- [Task to carry out]
In the entries below, find the line with "Target: blonde girl in cream dress" and print exactly every line from there up to and including the line with "Note: point to every instance of the grassy", with no other lines.
*** Opening Given information ***
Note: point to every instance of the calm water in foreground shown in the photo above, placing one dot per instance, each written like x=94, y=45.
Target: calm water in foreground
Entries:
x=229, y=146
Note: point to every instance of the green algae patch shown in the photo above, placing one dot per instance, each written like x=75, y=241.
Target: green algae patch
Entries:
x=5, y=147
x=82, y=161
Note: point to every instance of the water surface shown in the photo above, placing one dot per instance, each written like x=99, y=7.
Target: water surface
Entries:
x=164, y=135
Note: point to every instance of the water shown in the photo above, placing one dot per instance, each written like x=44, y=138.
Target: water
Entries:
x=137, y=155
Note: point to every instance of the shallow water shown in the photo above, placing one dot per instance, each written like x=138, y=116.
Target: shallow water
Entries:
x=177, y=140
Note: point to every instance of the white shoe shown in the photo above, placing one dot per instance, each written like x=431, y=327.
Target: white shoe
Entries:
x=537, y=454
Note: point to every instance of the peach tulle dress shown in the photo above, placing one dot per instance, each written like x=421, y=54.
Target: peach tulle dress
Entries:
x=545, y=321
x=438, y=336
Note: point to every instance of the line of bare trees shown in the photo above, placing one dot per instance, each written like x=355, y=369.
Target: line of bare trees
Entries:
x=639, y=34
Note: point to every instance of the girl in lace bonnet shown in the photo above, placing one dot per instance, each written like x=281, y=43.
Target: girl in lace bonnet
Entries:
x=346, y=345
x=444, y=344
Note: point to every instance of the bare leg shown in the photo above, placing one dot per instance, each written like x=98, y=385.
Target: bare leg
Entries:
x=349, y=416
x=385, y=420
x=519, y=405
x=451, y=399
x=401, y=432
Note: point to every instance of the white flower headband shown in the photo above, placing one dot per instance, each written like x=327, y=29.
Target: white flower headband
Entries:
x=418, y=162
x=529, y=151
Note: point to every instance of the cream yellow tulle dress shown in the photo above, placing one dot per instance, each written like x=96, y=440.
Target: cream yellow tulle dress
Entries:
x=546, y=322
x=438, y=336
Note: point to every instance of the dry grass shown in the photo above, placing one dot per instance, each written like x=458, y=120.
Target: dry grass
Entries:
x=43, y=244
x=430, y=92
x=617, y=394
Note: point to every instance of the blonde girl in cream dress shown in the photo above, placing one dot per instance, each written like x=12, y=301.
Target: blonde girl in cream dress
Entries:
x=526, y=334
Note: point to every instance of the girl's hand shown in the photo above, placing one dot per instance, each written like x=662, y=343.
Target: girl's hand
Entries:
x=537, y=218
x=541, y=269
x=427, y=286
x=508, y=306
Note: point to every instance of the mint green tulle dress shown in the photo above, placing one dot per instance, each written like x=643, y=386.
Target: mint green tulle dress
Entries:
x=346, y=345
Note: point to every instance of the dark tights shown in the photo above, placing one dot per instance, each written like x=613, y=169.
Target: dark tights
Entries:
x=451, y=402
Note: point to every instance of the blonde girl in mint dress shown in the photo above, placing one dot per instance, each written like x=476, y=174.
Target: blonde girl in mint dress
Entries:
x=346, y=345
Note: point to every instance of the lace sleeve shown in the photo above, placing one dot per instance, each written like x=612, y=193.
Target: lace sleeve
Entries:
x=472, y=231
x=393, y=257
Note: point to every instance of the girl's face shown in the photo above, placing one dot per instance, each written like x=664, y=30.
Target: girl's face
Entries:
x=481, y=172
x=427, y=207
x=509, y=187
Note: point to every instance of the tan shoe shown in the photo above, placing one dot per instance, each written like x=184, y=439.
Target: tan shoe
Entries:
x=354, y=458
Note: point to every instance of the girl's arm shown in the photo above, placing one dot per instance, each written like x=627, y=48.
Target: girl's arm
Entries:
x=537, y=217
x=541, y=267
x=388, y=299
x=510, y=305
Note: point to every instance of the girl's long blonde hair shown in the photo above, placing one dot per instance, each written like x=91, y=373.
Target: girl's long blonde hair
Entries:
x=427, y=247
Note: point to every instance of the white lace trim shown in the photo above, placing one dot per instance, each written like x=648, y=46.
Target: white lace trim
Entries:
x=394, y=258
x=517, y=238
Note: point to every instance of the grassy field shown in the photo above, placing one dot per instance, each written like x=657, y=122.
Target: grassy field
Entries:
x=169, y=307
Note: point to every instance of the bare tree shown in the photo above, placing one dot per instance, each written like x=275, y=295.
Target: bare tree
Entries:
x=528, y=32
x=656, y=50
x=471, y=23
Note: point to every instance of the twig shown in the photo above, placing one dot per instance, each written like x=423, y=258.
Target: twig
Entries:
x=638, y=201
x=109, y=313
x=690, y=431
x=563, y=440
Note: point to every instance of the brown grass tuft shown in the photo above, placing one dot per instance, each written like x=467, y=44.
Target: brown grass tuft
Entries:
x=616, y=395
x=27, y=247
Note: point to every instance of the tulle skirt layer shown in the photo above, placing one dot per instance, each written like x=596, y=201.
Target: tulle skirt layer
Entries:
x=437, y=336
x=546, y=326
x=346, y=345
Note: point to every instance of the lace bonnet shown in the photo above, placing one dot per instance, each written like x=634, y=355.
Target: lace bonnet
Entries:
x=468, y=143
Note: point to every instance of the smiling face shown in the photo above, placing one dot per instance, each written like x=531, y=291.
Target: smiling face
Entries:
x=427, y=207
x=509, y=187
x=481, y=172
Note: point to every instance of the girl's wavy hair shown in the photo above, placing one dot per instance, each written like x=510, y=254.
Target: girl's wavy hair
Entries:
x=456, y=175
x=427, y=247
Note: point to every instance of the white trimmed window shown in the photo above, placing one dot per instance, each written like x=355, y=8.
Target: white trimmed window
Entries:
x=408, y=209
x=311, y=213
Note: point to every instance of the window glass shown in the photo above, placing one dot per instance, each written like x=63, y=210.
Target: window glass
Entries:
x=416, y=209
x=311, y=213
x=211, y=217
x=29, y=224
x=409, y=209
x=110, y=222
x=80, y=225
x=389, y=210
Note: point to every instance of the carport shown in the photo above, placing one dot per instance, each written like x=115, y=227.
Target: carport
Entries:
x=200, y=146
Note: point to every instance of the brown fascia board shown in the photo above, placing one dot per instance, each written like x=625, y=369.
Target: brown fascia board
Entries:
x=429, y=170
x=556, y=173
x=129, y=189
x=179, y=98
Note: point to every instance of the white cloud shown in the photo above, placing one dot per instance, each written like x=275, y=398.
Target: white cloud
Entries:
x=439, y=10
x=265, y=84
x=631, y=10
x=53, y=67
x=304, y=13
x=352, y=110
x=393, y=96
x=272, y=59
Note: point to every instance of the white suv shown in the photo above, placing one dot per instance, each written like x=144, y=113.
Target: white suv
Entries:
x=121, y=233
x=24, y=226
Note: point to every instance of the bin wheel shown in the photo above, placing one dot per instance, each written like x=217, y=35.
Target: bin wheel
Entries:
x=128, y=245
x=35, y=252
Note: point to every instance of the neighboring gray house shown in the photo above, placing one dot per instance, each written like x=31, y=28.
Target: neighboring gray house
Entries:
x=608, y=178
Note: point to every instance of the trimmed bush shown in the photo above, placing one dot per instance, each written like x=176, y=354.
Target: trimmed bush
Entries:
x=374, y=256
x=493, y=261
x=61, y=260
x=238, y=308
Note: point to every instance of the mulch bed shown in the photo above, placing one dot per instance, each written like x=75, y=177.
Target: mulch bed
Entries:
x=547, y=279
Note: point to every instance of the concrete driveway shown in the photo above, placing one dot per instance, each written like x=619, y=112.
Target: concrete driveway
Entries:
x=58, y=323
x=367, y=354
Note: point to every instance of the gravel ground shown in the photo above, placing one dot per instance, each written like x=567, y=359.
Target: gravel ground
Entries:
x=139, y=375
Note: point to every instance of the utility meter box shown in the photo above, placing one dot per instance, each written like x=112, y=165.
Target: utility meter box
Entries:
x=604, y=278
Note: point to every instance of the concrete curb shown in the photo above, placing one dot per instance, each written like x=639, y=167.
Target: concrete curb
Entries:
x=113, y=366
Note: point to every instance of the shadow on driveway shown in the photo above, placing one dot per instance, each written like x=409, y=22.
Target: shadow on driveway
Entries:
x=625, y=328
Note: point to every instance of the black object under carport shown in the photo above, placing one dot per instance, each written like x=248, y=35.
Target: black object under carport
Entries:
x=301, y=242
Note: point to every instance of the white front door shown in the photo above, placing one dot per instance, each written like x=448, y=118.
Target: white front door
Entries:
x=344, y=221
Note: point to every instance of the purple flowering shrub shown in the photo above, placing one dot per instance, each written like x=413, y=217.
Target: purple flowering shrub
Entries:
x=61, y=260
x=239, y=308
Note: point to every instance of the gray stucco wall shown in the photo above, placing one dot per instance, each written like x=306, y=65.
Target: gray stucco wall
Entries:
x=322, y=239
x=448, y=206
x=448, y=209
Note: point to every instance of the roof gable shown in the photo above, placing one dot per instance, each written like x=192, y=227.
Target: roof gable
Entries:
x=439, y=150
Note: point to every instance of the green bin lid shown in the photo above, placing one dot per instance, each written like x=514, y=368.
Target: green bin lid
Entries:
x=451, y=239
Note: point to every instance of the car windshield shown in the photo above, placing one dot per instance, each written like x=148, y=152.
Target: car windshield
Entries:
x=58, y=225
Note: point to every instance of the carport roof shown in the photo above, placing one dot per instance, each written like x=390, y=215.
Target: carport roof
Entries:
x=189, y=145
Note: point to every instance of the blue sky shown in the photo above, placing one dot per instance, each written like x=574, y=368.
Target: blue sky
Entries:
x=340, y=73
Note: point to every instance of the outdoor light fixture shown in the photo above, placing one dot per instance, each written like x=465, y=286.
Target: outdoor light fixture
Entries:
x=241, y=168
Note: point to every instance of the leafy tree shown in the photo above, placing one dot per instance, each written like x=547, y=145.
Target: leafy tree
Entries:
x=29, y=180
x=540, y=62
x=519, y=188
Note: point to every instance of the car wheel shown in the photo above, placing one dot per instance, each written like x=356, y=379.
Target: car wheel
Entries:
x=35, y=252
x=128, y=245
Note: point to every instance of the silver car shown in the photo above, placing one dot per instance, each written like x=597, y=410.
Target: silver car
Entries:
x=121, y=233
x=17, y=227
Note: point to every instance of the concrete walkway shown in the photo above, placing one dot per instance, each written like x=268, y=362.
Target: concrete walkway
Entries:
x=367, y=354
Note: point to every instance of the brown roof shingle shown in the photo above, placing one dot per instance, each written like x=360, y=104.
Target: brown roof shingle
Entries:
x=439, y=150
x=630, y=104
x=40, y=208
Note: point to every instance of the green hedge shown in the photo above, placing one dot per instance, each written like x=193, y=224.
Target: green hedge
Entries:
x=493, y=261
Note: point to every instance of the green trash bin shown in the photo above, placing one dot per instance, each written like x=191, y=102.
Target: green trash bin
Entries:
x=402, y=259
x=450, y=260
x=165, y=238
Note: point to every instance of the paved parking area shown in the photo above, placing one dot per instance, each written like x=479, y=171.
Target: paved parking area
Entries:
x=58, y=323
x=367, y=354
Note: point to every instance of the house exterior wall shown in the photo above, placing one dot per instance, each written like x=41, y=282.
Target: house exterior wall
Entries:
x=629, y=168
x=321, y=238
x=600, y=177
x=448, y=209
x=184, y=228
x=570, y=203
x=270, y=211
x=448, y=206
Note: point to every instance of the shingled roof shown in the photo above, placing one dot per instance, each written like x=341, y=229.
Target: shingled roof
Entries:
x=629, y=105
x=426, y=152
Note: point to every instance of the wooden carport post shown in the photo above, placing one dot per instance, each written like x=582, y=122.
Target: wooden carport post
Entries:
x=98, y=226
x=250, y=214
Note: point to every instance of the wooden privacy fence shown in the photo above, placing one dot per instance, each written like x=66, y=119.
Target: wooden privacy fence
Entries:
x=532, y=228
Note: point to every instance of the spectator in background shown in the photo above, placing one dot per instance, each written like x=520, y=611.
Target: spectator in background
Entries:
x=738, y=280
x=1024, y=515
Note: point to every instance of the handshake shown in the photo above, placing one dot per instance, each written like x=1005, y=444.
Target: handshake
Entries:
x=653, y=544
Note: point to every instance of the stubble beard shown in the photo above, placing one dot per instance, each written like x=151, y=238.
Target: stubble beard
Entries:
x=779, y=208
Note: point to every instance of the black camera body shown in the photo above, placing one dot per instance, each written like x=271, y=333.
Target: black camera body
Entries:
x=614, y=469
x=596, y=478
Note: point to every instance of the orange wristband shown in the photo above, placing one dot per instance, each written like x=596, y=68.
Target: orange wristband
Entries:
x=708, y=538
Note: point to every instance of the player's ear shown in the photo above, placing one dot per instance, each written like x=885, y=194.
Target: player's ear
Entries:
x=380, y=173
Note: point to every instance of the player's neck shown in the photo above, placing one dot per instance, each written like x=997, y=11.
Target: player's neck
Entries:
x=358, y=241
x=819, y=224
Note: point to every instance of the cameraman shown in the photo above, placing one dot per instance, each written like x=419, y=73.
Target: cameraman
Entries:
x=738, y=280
*** Closing Given information ***
- [Completed task]
Target: blonde girl in cream dress
Entries:
x=526, y=334
Note: point to every instance of the girl's hand shown in the photo above, placing one dot per instance, each written like x=662, y=343.
Target: girl's hand
Entries:
x=537, y=218
x=541, y=269
x=427, y=286
x=508, y=306
Note: point to every instance of the mint green tulle dress shown in the photo above, placing one dot per instance, each written like x=643, y=386.
Target: mint green tulle dress
Entries:
x=346, y=345
Note: point to every instance of the dark tights shown in the photo above, placing one dot per instance, each written like x=613, y=169.
Target: dark tights
Entries:
x=451, y=402
Note: point to every instance of the blonde girl in mint dress shown in the photo above, placing one dot per instance, each written like x=476, y=174.
Target: blonde girl in mint dress
Entries:
x=346, y=345
Note: point to every instance of the lace sleeve shown in the photo above, placing one dot per instance, each written like x=612, y=193.
Target: lace sleeve
Entries:
x=472, y=231
x=393, y=257
Note: point to every instance of the girl's face shown in the photo above, placing one dot per instance, each written like x=664, y=30.
Target: girl's face
Entries:
x=481, y=172
x=427, y=207
x=509, y=187
Note: point to every instance of the tan shoe shown in the photo above, placing one dot per instance, each written like x=184, y=439.
Target: tan shoe
Entries:
x=354, y=458
Note: point to every instance of the girl's arm shown in the photo above, placing one dot per instance, each written like x=627, y=48.
Target: girl's arm
Entries:
x=537, y=217
x=541, y=267
x=388, y=299
x=510, y=305
Note: point to every instance of the girl's long blonde hair shown in the photo above, placing one dot per instance, each written like x=91, y=373.
Target: girl's long blonde hair
Entries:
x=427, y=247
Note: point to every instance of the white lace trim shown in the photo above, placing one dot per instance, each written like x=648, y=46.
Target: white lace trim
Entries:
x=394, y=258
x=517, y=238
Note: point to every instance of the grassy field shown in the photo above, placing one dot per instance, each written like x=657, y=122.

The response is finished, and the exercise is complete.